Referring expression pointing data
-*-*-
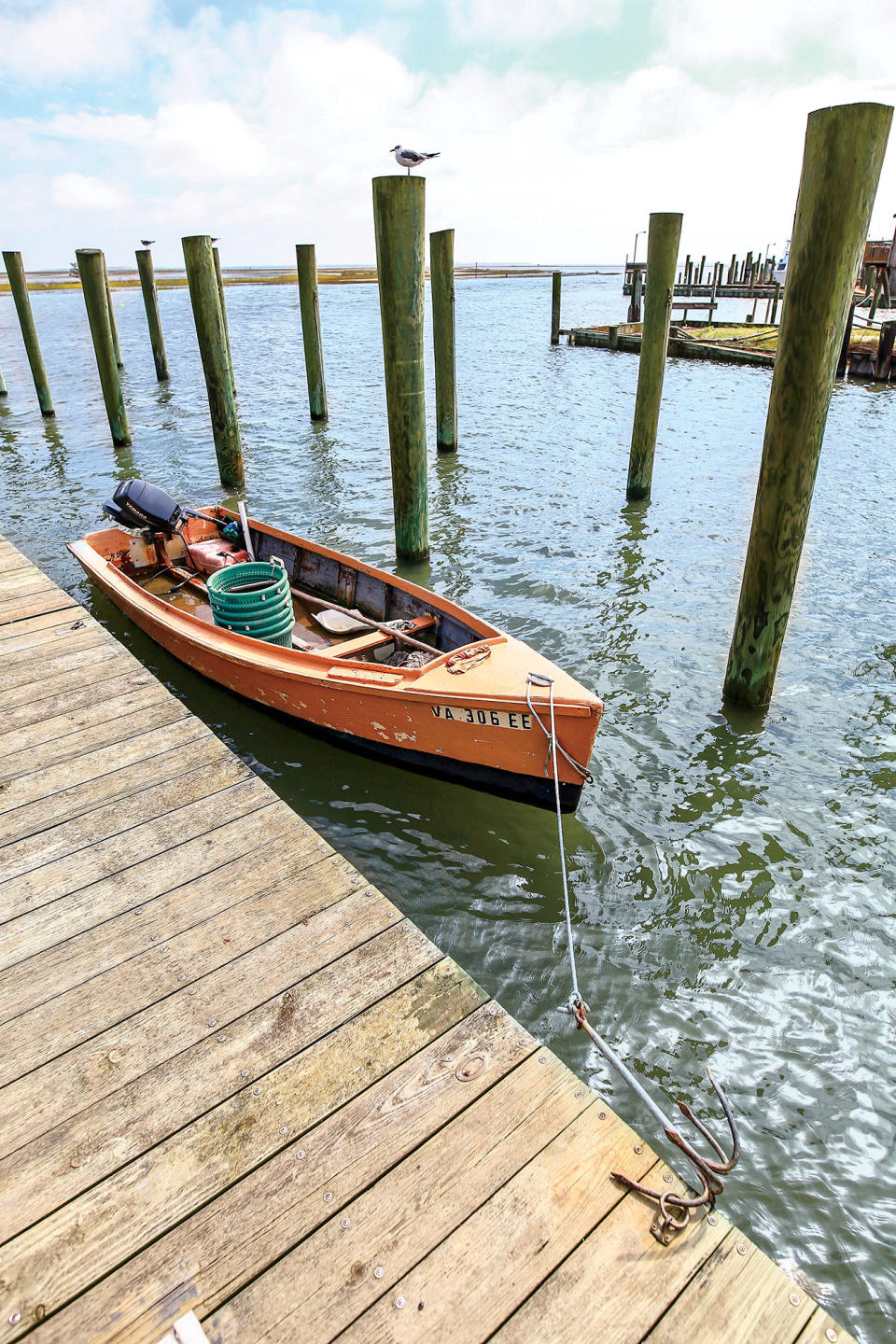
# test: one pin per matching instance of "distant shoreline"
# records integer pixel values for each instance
(125, 278)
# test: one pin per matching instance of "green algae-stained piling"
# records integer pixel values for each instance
(113, 326)
(235, 1080)
(213, 348)
(841, 165)
(311, 309)
(91, 268)
(19, 287)
(555, 307)
(150, 302)
(399, 206)
(635, 307)
(442, 286)
(223, 314)
(663, 247)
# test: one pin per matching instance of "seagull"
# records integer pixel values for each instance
(409, 158)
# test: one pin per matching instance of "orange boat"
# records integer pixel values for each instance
(376, 663)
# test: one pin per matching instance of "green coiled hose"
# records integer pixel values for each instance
(254, 599)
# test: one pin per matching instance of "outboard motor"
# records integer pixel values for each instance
(138, 504)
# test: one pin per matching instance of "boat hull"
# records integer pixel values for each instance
(474, 729)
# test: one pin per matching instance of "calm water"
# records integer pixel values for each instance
(733, 875)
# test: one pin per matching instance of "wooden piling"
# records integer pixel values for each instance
(398, 223)
(663, 246)
(19, 287)
(635, 305)
(223, 314)
(213, 348)
(442, 287)
(884, 362)
(555, 307)
(844, 348)
(150, 304)
(113, 326)
(94, 284)
(841, 167)
(309, 307)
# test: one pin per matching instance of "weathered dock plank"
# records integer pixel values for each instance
(235, 1081)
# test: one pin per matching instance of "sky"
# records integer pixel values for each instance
(560, 124)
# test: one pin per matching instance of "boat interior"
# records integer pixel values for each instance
(339, 608)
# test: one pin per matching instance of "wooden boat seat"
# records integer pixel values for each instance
(375, 638)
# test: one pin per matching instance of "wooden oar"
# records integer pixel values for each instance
(364, 620)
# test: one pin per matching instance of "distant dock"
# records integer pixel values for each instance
(869, 357)
(244, 1096)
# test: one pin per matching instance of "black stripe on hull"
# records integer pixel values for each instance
(504, 784)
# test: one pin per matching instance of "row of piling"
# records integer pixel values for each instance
(843, 161)
(398, 217)
(841, 167)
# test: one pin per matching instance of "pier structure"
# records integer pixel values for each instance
(244, 1096)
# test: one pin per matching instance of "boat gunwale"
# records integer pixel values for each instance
(300, 663)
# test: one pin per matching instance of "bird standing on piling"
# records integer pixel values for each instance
(409, 158)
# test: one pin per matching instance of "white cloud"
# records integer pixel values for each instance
(526, 21)
(776, 38)
(269, 132)
(76, 191)
(73, 40)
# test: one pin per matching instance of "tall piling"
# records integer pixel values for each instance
(213, 348)
(150, 304)
(442, 287)
(663, 247)
(398, 223)
(309, 305)
(113, 326)
(19, 287)
(94, 284)
(223, 312)
(556, 284)
(843, 159)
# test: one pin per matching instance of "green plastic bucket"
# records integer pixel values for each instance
(253, 599)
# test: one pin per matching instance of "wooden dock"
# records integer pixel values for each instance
(241, 1089)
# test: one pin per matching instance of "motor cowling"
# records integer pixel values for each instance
(138, 504)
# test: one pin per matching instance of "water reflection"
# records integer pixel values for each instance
(731, 873)
(57, 455)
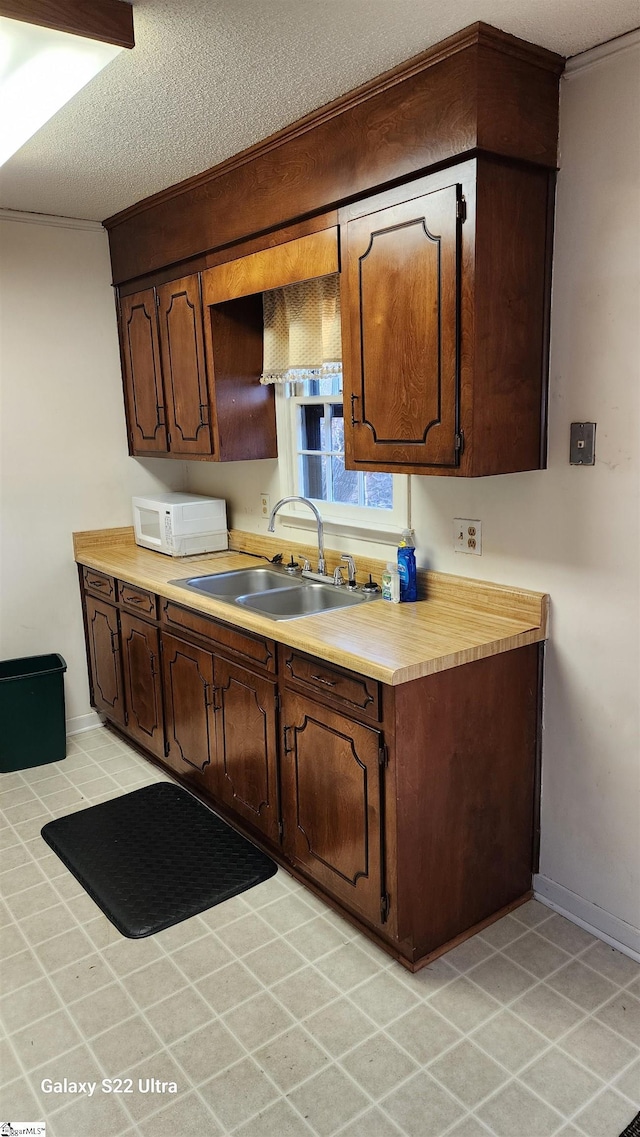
-*-*-
▶ What is required
The records must appear again word for word, though none of their pictures should.

▶ Solution for this task
# test: one pin per matching instance of "distant shoreline"
# records integer pixel values for each instance
(125, 278)
# test: one pin per matching instance of "green algae-stained piling"
# records integer pixel values for each instance
(113, 326)
(235, 1080)
(213, 348)
(841, 165)
(311, 309)
(91, 268)
(19, 287)
(555, 307)
(150, 302)
(399, 206)
(635, 307)
(442, 286)
(223, 314)
(663, 247)
# test: one pin per matching instance of "seagull"
# records integer pixel values for each instance
(409, 158)
# test: one pin per matching instance of "orange boat"
# records integer pixel values for each instance
(376, 663)
# test: one pin per matching instance of "green coiled hose"
# records integer pixel values for each instance
(254, 599)
# test: one pin per matching instance of "outboard motor"
# records integer pixel values for each instance
(138, 504)
# test: one pin per matching instance of "boat hull"
# records integer pixel values for each instance
(474, 729)
# test: one pin per matching instance of "calm water"
# records integer pixel values for each instance
(733, 875)
# test: one pin per matching instance of "wooden piling"
# records integer pixel values for each instance
(398, 223)
(663, 246)
(19, 287)
(635, 305)
(223, 314)
(213, 348)
(442, 287)
(884, 362)
(555, 307)
(844, 348)
(150, 304)
(113, 326)
(94, 284)
(841, 167)
(309, 307)
# test: one pin per matching instance of "weathered dock plank"
# records integer pixel values for each instance
(235, 1081)
# test: one pin per matching instance of "sky"
# records integer pixel values for each instance
(560, 124)
# test: one pin per matching instance of "boat interior"
# records integer pixel values for each instance
(339, 608)
# test: one pin per matching instance of "wooden boat seat"
# records integer pixel values for each instance
(375, 638)
# test: one pin per matching instance of "wooden oar"
# records integer pixel values for each instance
(364, 620)
# test: one pin per matching instance of "distant dock"
# records integer pixel values for each instance
(869, 357)
(244, 1096)
# test: one pin per matching instance of "black stripe on hull"
# records integer pixel values for each instance
(504, 784)
# test: one pin per matching instance of "row of piling"
# records integer pixel values for each instance
(843, 161)
(398, 217)
(841, 167)
# test: one pin per matching instance of "pier structure"
# records integer pixel values for each instance
(244, 1096)
# test: one pin per matching instance of "boat gunwale"
# records integer pixel values for each instance
(300, 663)
# test: one pin per matching instance of "bird standing on piling"
# records integer pixel values for each instance
(409, 158)
# test: one pin per matching instance of "white cloud"
# records integer pixel values for each instance
(526, 21)
(776, 38)
(269, 132)
(76, 191)
(73, 40)
# test: one pin per matching instance of "tall piling"
# records integer pixel values for each instance
(213, 348)
(150, 304)
(442, 287)
(663, 247)
(398, 223)
(309, 305)
(113, 326)
(19, 287)
(94, 284)
(223, 312)
(556, 284)
(843, 159)
# test: one pin per matching instance of "green plastic bucket"
# records integer pixel values for each instance
(253, 599)
# test: one pin per matching instance of "wooden dock"
# records integer pixel values for each instance
(241, 1089)
# test: one pin per matching instance of "motor cowling"
# records integer pixel values for each instance
(138, 504)
# test: one pin per matching instance of "water reflection"
# records integer pixel values for each instance
(731, 873)
(57, 455)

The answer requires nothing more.